### Verilen görev
Yassıada idam kararlarını anlatan yazıyı son cümlesinden itibaren devam ettirin.

Yıldıray OĞUR
“Trampetler vuruyor, kornetler ötüyor, fanfarlar uğulduyordu. Ve kâtip okuyordu. Film artık bitiyordu. Evet film bitti…”
Yassıada duruşmalarını yerinde izleyip darbenin en ateşli kalemlerinden biri olmuş (bundan hiçbir zaman da pişmanlık duyduğunu yazmamış, söylememiş) Çetin Altan, Yassıada’da 15 idam kararının çıktığı 15 Eylül 1961 günkü son duruşmayı böyle özetlemişti; Film bitti.
Duruşmaya hasta olduğu için gelmeyen Menderes dışında idama mahkum edilen aralarında Celal Bayar’ın da olduğu 14 tutuklu bir hücumbota, müebbet cezası alan 31 DP’li de bir başka hücumbota elleri bağlı olarak yerleştirilip İmralı Adasına doğru yola çıkarılırlar.. Pantolon kemerleri dahi çıkarılınca Fatin Rüştü Zorlu’nun pantolonu düşer, ancak belinden katlanarak sabitlenir.
Kararlar, o akşam Milli Birlik Komitesi’nde (MBK) acilen görüşülmesi için bir helikopterle Ankara’ya uçurulmuştur.
Bu arada Meclis’in etrafında ise bir askerî hareketlilik göze çarpmaktadır. Talat Aydemir’in de liderlerinden olduğu Silahlı Kuvvetler Birliği cuntasının havacı kanadından Halim Menteş komutasındaki havacı askerler, Meclis’in her tarafını sarmış durumdadır. İmralı Adası’na da hücumbotlarla cuntaya yakın askerler çıkarılmış, beklemedeler...
İdam kararlarını görüşecek Milli Birlik Komitesi üyelerinin kulağına “Eğer idamları MBK onaylamazsa, İmralı’daki askerlerin hepsini infaz edeceği, darbe sırasında öldürüldüğü iddia edilen teğmen Ali İhsan Kalmaz’ın arkadaşlarının sadece 15 DP’liyi değil, 400’ünü birden infaz edeceği tehditleri fısıldanmaktadır…
Aynı saatlerde Adnan Menderes’in eşi Berin Menderes bütün siyasi partilerin liderlerinin kapılarını çalıp “durdurdun” diye yalvarır. İsmet İnönü’nün evinden çıktıktan sonra Mevhibe Hanım da ağlamaklı paşaya “bir şeyler yap” diye rica eder.

Kayıtlar:
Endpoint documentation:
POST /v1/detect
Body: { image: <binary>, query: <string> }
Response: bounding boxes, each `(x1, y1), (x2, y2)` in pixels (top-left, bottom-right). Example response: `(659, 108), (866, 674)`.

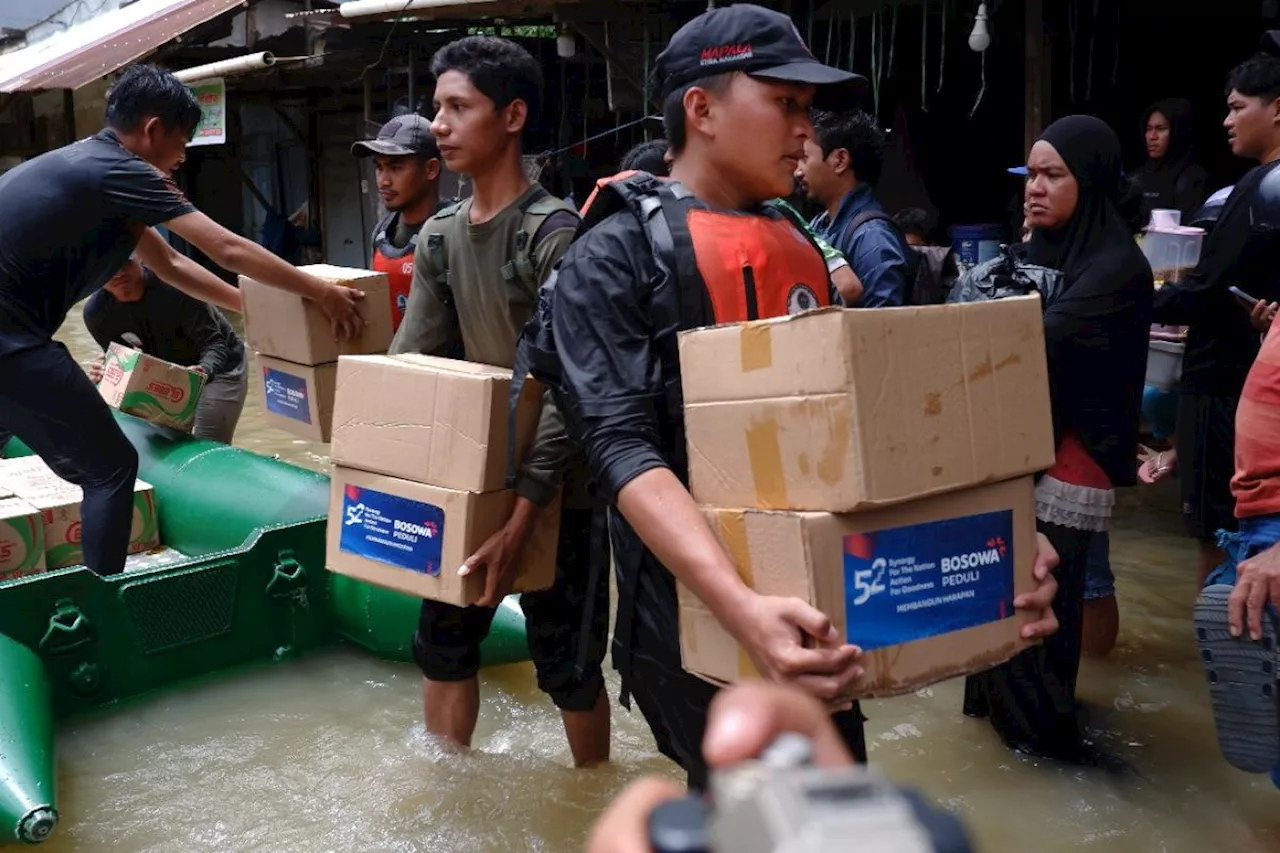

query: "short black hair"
(813, 109), (884, 187)
(659, 72), (741, 154)
(1226, 54), (1280, 101)
(106, 64), (204, 136)
(618, 140), (671, 175)
(431, 36), (543, 119)
(893, 207), (929, 237)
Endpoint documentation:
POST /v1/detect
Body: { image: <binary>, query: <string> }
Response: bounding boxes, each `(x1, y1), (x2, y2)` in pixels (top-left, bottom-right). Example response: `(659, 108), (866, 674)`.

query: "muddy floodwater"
(35, 308), (1280, 853)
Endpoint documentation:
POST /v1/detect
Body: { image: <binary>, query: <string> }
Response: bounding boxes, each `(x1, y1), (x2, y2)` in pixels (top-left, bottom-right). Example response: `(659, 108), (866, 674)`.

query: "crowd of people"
(0, 4), (1280, 849)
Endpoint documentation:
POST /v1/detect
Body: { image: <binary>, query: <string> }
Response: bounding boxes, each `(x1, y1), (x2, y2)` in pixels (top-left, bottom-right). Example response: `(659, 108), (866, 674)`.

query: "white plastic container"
(1142, 225), (1204, 286)
(1147, 338), (1185, 391)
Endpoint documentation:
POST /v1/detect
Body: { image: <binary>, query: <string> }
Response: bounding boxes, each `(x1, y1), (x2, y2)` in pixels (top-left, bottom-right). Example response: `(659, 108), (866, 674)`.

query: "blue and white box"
(680, 476), (1036, 698)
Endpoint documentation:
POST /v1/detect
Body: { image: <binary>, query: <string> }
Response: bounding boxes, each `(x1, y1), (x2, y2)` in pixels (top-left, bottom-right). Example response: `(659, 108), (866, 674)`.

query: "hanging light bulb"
(556, 27), (577, 59)
(969, 3), (991, 54)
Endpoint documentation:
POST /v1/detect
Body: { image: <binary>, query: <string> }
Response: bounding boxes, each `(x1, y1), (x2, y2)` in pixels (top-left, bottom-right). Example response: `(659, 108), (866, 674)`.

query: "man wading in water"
(0, 65), (364, 575)
(392, 36), (609, 766)
(524, 4), (1056, 788)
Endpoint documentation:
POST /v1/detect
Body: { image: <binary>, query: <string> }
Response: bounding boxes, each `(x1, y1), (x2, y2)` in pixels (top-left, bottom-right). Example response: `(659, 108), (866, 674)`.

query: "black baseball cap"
(351, 113), (440, 158)
(655, 3), (867, 109)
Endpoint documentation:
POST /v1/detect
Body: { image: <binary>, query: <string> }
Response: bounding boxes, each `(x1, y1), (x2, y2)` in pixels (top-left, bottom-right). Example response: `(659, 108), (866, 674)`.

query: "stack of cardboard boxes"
(678, 297), (1053, 698)
(326, 355), (559, 606)
(239, 264), (393, 442)
(97, 343), (206, 433)
(0, 456), (160, 580)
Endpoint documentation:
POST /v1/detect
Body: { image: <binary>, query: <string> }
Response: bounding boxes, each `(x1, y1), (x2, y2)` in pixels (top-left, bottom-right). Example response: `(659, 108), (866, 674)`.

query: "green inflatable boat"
(0, 415), (529, 845)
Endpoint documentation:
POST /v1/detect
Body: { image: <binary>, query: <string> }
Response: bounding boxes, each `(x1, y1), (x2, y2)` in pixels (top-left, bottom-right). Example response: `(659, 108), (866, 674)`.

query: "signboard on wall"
(187, 77), (227, 145)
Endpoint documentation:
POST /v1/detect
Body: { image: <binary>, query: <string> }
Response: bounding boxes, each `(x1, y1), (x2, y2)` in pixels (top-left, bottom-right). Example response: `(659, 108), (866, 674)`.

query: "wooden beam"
(1023, 0), (1053, 155)
(570, 23), (662, 113)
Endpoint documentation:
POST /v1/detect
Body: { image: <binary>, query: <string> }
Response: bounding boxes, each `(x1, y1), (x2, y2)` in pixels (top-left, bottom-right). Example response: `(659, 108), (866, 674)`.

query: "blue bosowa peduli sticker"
(845, 510), (1016, 651)
(338, 484), (444, 578)
(262, 368), (311, 424)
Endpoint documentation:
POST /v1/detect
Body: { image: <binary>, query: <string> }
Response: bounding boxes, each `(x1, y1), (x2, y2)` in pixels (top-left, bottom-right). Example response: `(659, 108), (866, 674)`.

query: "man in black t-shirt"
(0, 65), (364, 575)
(84, 257), (248, 444)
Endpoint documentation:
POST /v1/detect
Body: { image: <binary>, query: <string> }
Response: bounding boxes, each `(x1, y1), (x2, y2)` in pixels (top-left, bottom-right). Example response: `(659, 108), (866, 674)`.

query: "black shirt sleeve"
(83, 291), (115, 352)
(101, 158), (196, 225)
(554, 223), (669, 502)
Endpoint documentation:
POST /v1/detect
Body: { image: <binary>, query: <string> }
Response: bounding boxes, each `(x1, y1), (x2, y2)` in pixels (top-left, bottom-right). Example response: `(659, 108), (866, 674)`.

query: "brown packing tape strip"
(739, 323), (773, 373)
(745, 415), (788, 510)
(716, 511), (760, 678)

### Nihai sonuç
Birkaç saat sonra, İngiltere Büyükelçisi Bernard Barroughs, Kraliçe’nin idamların yapılmamasını temenni ettiği mesajını İstanbul Radyosu’nun komutanı Yarbay Turan Çağlar’a iletir
(Çağlar, darbenin radikal Silahlı Kuvvetler Birliği cuntasının üyesidir. NATO’da görev yaparken doğan kızına NATO adını verecek kadar ittifaka bağlıdır. 1983 yılında ise suçüstü bir MİT operasyonuyla CIA casusluğuyla suçlanıp askerî mahkemede yargılanacaktır)
Cemal Gürsel, cuntayla dış dünya arasında sıkışmaya başlamıştır. MBK toplantısı öncesi Çankaya Köşkü’nde görüştüğü Dışişleri Bakanı Seli Sarper idam kararlarına karşı dış dünyadan gelen tepkileri aktarmıştır.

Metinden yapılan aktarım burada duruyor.